=== Extract to read ===

|---|

GC: n

S: WHO – https://goo.gl/LJVYVF (last access: 18 November 2016); MNT – https://goo.gl/WtMpaJ (last access: 18 November 2016).

N: 1. From dizzy, Old English dysig “foolish, stupid,” from Proto-Germanic dusijaz (source also of Low German düsig “dizzy,” Dutch duizelen “to be dizzy,” Old High German dusig “foolish,” German Tor “fool”, Old English dwæs, Dutch dwaas “foolish”), perhaps from PIE dheu– (1) “dust, vapor, smoke; to rise in a cloud”. Meaning “having a whirling sensation” is from middle of the 14th century; that of “giddy” is from c. 1500 and seems to merge the two earlier meanings. Related: Dizzily. + ness word-forming element denoting action, quality, or state, attached to an adjective or past participle to form an abstract noun, from Old English –nes(s), from Proto-Germanic in-assu– (cognates: Old Saxon -nissi, Middle Dutch -nisse, Dutch -nis, Old High German –nissa, German -nis, Gothic -inassus), from -in-, noun stem, + -assu-, abstract noun suffix, probably from the same root as Latin -tudo.
2. A temporary feeling that your sense of balance is not good and that you may fall down.
3. Signs and symptoms of dizziness include lightheadedness, feeling faint or passing out, spinning, whirling, or motion – either of themselves or of the surroundings, weakness, tiredness, confusion, feeling off balance, headache or head pressure, chest pain or tightness, nausea, or vomiting.
4. Dizziness can be associated with a variety of conditions, including:

  • Drop in blood pressure
  • Poor blood circulation
  • Neurological conditions
  • Medications
  • Anxiety disorders
  • Low iron levels (anemia)
  • Low blood sugar (hypoglycemia)
  • Overheating and dehydration
  • Age.

|---|

=== Stored data ===
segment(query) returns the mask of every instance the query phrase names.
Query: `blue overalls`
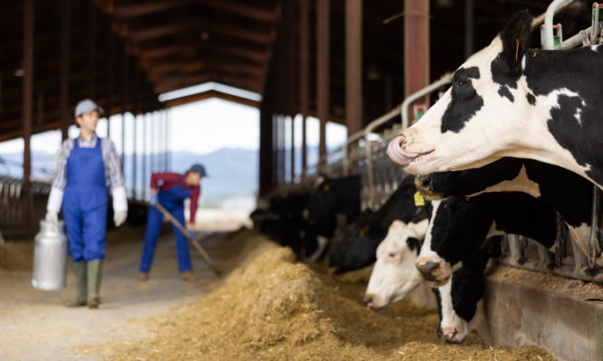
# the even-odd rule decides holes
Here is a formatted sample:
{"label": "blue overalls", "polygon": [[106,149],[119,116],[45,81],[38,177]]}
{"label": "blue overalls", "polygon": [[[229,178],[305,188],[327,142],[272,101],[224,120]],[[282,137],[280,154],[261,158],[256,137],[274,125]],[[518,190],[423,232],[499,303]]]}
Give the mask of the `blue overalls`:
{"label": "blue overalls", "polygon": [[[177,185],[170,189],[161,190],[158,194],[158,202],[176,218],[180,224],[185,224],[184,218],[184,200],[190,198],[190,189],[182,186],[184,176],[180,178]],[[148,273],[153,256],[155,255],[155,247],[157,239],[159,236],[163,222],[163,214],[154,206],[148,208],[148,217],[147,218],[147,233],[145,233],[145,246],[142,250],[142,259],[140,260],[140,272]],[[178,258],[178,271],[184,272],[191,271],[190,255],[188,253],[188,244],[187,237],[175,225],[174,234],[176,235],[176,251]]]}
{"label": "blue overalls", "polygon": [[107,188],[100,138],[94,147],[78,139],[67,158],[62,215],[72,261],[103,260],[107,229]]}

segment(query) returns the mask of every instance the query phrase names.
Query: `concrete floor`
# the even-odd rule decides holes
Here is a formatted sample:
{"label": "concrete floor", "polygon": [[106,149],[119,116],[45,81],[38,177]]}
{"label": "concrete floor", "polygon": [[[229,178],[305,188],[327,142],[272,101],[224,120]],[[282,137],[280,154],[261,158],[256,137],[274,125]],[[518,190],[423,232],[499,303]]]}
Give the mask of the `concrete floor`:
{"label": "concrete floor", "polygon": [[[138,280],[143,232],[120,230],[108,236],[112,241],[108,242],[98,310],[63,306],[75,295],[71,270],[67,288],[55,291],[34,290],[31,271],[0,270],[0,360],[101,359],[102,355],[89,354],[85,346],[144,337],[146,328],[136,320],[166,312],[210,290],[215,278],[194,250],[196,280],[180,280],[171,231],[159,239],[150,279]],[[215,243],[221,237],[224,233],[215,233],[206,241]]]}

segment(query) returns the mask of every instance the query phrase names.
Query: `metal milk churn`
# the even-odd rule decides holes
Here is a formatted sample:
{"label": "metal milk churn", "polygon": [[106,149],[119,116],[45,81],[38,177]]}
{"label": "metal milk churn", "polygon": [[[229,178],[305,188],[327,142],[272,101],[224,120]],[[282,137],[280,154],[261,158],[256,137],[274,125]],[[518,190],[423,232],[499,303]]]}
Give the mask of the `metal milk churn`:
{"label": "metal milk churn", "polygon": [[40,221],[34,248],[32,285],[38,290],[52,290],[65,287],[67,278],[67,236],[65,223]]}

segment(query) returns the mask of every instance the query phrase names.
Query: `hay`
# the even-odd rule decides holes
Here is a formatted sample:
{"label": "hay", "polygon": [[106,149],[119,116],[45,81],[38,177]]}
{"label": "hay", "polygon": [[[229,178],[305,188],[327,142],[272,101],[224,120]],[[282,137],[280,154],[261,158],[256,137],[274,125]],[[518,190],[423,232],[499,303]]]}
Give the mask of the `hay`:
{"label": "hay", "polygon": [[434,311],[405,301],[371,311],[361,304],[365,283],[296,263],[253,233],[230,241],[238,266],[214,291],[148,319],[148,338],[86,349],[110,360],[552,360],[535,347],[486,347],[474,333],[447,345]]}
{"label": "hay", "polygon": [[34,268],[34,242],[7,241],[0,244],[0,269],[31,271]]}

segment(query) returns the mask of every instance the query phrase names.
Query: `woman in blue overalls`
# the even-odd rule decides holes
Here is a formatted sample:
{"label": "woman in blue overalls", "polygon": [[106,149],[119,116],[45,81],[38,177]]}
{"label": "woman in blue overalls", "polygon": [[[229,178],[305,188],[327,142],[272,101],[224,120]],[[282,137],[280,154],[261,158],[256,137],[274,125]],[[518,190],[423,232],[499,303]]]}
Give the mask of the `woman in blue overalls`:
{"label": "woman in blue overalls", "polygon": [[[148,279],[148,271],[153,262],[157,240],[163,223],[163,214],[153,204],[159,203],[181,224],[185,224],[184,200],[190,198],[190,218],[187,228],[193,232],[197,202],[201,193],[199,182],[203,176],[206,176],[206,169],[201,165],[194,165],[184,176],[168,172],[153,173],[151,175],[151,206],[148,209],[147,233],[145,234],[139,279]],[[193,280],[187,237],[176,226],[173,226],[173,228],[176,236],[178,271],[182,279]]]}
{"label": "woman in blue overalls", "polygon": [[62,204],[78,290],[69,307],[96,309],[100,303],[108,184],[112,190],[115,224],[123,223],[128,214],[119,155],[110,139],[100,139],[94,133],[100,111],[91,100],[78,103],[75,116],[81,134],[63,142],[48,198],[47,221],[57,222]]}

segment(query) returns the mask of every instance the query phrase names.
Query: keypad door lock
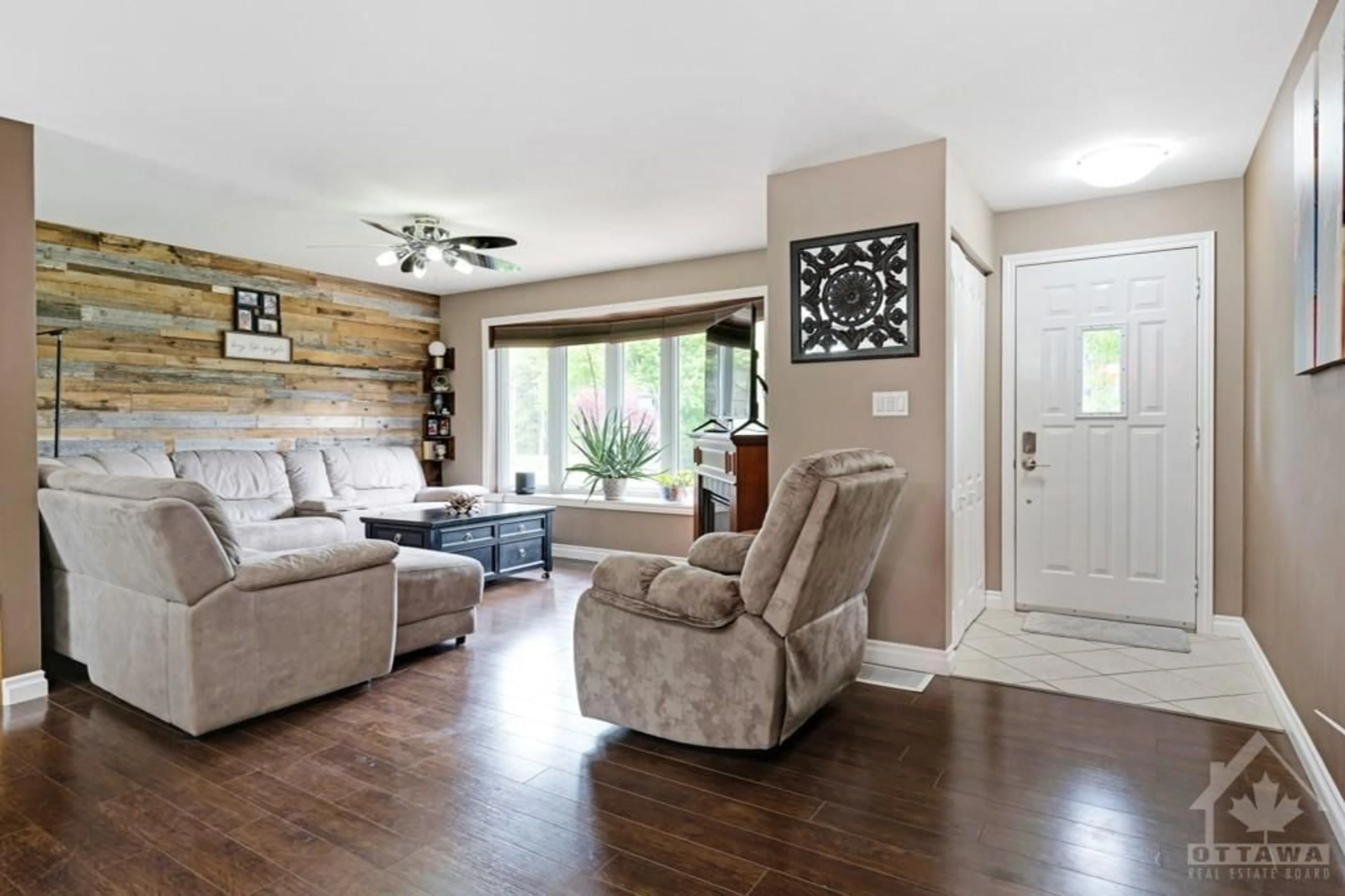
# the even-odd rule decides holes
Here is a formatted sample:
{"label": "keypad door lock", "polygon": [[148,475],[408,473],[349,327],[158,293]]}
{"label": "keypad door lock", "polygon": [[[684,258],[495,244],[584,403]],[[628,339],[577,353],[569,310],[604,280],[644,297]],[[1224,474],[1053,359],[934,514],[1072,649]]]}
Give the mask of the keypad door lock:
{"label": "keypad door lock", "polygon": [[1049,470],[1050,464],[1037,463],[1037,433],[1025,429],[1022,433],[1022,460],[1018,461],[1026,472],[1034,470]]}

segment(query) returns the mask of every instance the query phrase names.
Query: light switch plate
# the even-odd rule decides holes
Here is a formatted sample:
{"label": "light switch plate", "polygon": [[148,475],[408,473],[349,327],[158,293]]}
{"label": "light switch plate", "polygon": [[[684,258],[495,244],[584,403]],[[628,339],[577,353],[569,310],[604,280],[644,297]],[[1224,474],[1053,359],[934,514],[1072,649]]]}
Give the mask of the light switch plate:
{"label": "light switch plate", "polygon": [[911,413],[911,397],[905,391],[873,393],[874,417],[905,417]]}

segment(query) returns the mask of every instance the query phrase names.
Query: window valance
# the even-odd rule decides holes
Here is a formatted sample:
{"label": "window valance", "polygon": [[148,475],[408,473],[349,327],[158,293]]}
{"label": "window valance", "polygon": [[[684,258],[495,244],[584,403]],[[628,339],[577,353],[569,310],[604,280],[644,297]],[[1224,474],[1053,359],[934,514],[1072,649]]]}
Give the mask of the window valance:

|---|

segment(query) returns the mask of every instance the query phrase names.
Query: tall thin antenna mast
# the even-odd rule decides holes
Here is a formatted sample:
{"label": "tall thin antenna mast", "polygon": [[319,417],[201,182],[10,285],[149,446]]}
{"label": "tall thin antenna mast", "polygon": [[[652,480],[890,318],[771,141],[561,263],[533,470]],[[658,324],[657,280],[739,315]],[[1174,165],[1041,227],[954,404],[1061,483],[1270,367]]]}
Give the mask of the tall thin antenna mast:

|---|

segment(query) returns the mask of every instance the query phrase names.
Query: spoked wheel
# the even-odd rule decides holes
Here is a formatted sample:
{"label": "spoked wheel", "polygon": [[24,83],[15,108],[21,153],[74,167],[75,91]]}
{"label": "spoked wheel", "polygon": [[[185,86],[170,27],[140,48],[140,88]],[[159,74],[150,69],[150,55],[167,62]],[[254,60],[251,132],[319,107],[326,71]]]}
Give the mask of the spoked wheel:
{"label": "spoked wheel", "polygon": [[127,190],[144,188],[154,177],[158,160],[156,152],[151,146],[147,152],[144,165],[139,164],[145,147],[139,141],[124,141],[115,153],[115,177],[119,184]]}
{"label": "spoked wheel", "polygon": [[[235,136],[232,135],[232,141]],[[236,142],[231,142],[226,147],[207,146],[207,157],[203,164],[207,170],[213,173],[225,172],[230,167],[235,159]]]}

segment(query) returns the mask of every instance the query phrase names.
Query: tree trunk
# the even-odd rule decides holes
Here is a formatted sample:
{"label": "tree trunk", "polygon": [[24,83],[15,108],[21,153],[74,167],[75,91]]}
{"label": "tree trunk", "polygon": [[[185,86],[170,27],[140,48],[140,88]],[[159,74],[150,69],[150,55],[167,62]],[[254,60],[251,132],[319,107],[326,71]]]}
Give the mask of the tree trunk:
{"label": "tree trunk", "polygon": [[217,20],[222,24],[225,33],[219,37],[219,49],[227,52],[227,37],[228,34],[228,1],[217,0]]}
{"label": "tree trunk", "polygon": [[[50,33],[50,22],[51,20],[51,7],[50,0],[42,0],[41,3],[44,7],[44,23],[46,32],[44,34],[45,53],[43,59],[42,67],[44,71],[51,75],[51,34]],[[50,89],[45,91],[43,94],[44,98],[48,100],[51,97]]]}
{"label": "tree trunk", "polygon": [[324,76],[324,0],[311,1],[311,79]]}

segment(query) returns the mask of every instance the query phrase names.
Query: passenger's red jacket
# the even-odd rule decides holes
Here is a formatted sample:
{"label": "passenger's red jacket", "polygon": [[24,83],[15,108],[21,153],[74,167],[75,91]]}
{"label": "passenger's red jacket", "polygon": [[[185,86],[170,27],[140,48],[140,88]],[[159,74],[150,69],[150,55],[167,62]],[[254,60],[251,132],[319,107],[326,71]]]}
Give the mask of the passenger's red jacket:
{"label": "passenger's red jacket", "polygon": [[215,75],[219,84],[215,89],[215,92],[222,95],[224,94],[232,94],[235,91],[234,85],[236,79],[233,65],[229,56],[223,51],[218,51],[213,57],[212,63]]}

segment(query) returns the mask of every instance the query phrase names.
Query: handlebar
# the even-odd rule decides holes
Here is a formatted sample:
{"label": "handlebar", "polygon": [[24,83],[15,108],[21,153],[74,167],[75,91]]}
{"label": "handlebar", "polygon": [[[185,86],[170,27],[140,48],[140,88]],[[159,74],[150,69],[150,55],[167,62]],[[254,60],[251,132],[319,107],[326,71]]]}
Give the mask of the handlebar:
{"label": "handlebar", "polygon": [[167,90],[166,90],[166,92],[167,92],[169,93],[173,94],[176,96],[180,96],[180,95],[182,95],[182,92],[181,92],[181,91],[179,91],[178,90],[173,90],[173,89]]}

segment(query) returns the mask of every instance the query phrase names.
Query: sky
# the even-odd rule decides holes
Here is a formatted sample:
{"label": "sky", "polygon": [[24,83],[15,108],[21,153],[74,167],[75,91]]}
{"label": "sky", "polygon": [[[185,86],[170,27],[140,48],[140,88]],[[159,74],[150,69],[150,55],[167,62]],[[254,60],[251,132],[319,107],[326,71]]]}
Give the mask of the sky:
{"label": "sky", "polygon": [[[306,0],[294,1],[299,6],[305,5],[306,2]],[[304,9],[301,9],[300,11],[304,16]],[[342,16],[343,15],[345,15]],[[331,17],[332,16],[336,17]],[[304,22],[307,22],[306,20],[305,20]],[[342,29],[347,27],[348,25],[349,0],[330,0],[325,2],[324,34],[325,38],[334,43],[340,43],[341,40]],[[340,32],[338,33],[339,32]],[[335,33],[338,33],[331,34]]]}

|---|

=== Task requirements ===
1. In the dizziness entry, when does the meaning "having a whirling sensation" date from?
2. Do the following statements agree with the dizziness entry? Answer yes or no for each, and quote the words of the entry that decide it.
(a) Headache is among the signs and symptoms of dizziness.
(b) The meaning "giddy" dates from the middle of the 14th century.
(c) Low iron levels are among the conditions that can be associated with dizziness.

=== Outputs for the tasks ===
1. It dates from the middle of the 14th century.

2.
(a) Yes: "headache or head pressure"
(b) No: "that of “giddy” is from c. 1500"
(c) Yes: "Low iron levels (anemia)"